Aufgabe — Skalieren Sie die Zeilen, beginnend mit der Zeile, die „Scouting pass: put a marker on the graffiti“ enthält, und endend mit der Zeile, die „146), (65, 133)]“ enthält. Geben Sie diese Zeilen samt Aufforderungen vollständig wieder und multiplizieren Sie dabei jede Koordinate in den Antworten mit 1,15, gerundet auf ganze Zahlen (Hälften aufgerundet), während die Beispielkoordinaten in den Aufforderungen unverändert bleiben.

+++

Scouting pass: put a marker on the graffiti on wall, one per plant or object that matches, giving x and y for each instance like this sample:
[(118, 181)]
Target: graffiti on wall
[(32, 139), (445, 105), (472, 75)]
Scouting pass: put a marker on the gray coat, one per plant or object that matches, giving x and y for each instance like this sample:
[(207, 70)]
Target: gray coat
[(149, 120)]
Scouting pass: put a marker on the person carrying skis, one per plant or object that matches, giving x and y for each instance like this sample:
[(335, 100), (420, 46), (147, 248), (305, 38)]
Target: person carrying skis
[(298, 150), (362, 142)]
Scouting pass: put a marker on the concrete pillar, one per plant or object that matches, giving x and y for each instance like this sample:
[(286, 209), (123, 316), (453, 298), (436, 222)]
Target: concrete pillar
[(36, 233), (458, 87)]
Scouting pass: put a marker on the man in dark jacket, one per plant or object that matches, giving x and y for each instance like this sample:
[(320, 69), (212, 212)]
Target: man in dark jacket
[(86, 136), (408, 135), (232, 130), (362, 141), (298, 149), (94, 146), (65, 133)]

+++

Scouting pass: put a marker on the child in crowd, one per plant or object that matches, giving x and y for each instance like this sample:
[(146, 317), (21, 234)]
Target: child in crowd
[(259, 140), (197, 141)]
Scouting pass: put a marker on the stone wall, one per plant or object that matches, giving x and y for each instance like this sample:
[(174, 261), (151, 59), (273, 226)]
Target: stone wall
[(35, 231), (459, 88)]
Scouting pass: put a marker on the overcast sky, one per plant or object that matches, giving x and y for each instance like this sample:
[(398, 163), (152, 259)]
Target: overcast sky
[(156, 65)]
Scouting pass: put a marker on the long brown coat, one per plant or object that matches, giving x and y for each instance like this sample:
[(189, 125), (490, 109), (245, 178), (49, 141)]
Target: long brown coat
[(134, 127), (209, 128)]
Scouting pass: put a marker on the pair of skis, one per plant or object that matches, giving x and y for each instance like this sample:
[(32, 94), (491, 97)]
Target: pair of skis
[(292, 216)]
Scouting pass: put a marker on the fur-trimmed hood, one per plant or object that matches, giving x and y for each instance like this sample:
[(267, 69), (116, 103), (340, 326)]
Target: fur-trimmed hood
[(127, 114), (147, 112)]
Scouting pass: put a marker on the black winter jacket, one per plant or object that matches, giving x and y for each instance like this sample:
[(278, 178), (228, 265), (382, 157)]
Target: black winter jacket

+++

Lösung der Aufgabe —
Scouting pass: put a marker on the graffiti on wall, one per plant or object that matches, giving x and y for each instance like this sample:
[(118, 181)]
Target: graffiti on wall
[(37, 160), (512, 121), (543, 86)]
Scouting pass: put a marker on the gray coat, one per plant or object that matches, giving x and y for each instance like this sample:
[(207, 70)]
Target: gray coat
[(171, 138)]
Scouting pass: put a marker on the person carrying skis, one per plant or object that matches, giving x and y for each instance like this sample:
[(335, 100), (420, 46), (147, 248), (305, 38)]
Target: person carrying skis
[(343, 173), (416, 163)]
Scouting pass: put a marker on the concrete pillar, one per plant or object that matches, giving x and y for each instance like this sample:
[(286, 209), (123, 316), (453, 298), (436, 222)]
Target: concrete pillar
[(41, 268), (527, 100)]
Scouting pass: put a marker on the man in dark jacket, one per plant or object that matches, giving x and y for each instance like this sample:
[(320, 69), (212, 212)]
Target: man in dark jacket
[(99, 156), (469, 155), (267, 150), (416, 162), (343, 171), (108, 168), (75, 153)]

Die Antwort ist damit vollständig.